• _Document excerpt_
-- -- --
A guest post by Melissa Tandoc of the Graciedo blog:

Having grown up in the Catholic faith my entire life in a very religious community and family, the call to know God was growing louder.

At the age of 20, I made a decision which would forever alter the course of my life. I decided to get hitched.

And I’m not talking marriage. I’m talking about a lifelong commitment to Jesus.

Dashing my parents hopes and dreams of a marriage, kids, a nursing career and dreams of going to America, I left it all behind to do something that felt so right in my life – to  become a nun.

The calling was so strong. I just had to be with Jesus at that moment.  Similar to Mother Teresa, I imagined a life of service to the poor. My mind was set on ‘doing’ things for God.

A journey of faith

The thing is, one has to be formed (prepared) before immersion (living in a mission area). It took several years of Bible studies, theology classes and tests in relationship before the real thing took place.
-- -- --
• _Record extracts_
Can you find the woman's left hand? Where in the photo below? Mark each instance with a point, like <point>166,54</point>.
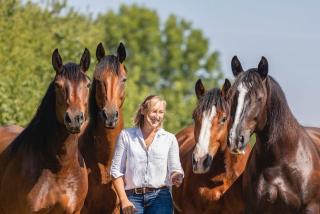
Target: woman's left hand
<point>176,178</point>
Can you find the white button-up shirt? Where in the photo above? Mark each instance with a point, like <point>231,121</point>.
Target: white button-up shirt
<point>142,166</point>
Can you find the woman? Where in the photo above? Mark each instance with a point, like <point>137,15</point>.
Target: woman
<point>146,162</point>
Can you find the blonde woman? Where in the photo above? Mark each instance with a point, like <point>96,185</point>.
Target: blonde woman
<point>146,162</point>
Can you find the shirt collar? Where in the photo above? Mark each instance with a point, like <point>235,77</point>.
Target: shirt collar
<point>161,131</point>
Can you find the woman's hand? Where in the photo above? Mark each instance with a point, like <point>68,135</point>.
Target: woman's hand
<point>176,178</point>
<point>127,207</point>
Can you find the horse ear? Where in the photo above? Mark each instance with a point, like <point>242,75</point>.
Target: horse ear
<point>57,61</point>
<point>225,88</point>
<point>85,60</point>
<point>121,52</point>
<point>199,88</point>
<point>263,67</point>
<point>236,66</point>
<point>100,53</point>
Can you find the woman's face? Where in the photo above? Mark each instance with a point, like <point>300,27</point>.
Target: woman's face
<point>153,117</point>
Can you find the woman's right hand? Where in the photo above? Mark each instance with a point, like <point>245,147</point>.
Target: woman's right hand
<point>127,207</point>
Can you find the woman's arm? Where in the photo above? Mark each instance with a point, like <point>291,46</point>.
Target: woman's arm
<point>174,164</point>
<point>117,172</point>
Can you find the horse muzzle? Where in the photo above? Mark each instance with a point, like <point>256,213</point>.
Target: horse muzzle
<point>201,163</point>
<point>110,119</point>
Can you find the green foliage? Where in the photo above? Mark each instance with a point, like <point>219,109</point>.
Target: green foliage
<point>164,58</point>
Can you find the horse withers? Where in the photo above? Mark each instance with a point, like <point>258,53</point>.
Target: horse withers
<point>42,170</point>
<point>209,168</point>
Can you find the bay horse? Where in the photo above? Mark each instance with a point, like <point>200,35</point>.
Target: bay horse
<point>42,170</point>
<point>282,173</point>
<point>7,134</point>
<point>106,121</point>
<point>209,167</point>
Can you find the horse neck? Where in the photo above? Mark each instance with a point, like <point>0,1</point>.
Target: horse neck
<point>281,129</point>
<point>63,147</point>
<point>105,140</point>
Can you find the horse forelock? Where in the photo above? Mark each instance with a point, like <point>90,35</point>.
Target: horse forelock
<point>107,63</point>
<point>207,101</point>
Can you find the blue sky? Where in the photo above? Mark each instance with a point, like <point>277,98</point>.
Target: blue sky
<point>286,32</point>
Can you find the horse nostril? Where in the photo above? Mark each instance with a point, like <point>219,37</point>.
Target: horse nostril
<point>241,139</point>
<point>67,119</point>
<point>207,162</point>
<point>104,114</point>
<point>194,162</point>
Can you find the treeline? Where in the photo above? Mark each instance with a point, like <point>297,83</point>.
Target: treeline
<point>165,57</point>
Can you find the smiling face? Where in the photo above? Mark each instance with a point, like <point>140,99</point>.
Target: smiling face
<point>210,126</point>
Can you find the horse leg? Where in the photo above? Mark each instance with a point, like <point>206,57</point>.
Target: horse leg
<point>212,194</point>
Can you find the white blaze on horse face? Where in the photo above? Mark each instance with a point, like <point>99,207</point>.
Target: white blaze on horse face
<point>240,105</point>
<point>205,132</point>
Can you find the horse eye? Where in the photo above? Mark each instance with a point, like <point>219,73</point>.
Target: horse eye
<point>57,85</point>
<point>223,119</point>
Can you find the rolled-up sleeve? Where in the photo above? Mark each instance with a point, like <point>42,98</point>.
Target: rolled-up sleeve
<point>118,165</point>
<point>174,164</point>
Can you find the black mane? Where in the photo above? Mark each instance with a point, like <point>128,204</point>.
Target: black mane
<point>280,119</point>
<point>107,63</point>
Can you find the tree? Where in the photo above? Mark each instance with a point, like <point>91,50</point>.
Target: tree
<point>164,58</point>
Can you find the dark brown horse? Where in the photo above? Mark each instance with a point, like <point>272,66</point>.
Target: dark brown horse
<point>209,168</point>
<point>282,174</point>
<point>7,134</point>
<point>106,122</point>
<point>42,170</point>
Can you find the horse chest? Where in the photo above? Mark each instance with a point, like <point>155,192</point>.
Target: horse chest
<point>274,188</point>
<point>51,190</point>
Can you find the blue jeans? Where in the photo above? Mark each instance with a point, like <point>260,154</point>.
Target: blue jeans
<point>156,202</point>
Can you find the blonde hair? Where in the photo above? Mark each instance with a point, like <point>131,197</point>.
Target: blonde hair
<point>147,104</point>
-- -- --
• _What is being asked_
Continue the guest post about becoming a nun, starting right after its last sentence about the years of formation.

• _Response area_
My spiritual mission started as a nurse in a private school. I asked my spiritual mentors, ‘how come I was assigned there when I wanted to be with the poor?’ However, within the months, I saw that the ‘poverty’ the rich children had there was deficiency of attention from their parents. They had all the material comforts of the world but with psychological and emotional issues of the modern world.  I have learned to embrace those children in their needs.

After a year, I was sent to live with the street children. With them, I learned that kindness isn’t in the softness of one’s voice. I learned how to be gentle and firm at the same time. I wanted to stay there with them but God has other plans.

The time came for me to go to a foreign mission and I said, yes, to a mission in North Africa. Preaching in North Africa was a no-no. And even if it were permitted, I couldn’t have done so with the little Arabic that I studied. It came to me as a surprise that some people there spoke Italian (it was an Italian colony before) and it was a huge relief!

Not all patients welcomed the idea of a ‘Christian’ working in their midst and some called me ‘kalba’ (female dog). It took years of working with them to finally call me ‘sorella’ (Italian for sister).

Preaching with words was prohibited but preaching with acts of love and kindness weren’t. Most of them said that, ‘Christians’ lit the dark rooms of the hospital where we worked.

I spent several years in North Africa, being a nun and serving as a hemodialysis nurse.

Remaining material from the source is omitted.